What you need to do | Please repeat the lines below, exactly and only, from the one that holds "point(694, 590)" through the one that holds "point(667, 688)".
*** Stored data Section Begins ***
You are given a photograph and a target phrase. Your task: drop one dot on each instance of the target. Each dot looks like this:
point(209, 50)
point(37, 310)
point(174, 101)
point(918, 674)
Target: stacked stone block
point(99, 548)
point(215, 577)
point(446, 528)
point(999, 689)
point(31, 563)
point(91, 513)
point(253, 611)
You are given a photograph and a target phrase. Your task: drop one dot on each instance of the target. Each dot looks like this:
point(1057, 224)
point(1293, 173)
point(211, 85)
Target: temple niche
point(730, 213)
*** Stored data Section Ends ***
*** Stored data Section Begins ***
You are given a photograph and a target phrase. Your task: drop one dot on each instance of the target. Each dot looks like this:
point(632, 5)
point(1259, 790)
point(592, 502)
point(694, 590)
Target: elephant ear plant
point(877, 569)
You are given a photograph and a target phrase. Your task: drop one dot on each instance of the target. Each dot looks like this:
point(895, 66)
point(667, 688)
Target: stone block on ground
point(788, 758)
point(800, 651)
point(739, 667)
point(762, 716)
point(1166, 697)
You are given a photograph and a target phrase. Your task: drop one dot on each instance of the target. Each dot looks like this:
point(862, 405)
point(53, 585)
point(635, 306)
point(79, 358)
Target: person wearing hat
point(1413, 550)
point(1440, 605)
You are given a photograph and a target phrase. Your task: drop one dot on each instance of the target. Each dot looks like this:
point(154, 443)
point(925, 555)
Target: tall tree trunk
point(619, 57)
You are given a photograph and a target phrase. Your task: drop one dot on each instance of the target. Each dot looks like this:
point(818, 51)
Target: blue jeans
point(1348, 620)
*** Stored data Section Ends ***
Solution |
point(694, 590)
Target: elephant ear plant
point(877, 569)
You are given a photograph and a target phrase. Your task: drop one dot on each instance of the target. Each dot looks like this:
point(895, 66)
point(667, 688)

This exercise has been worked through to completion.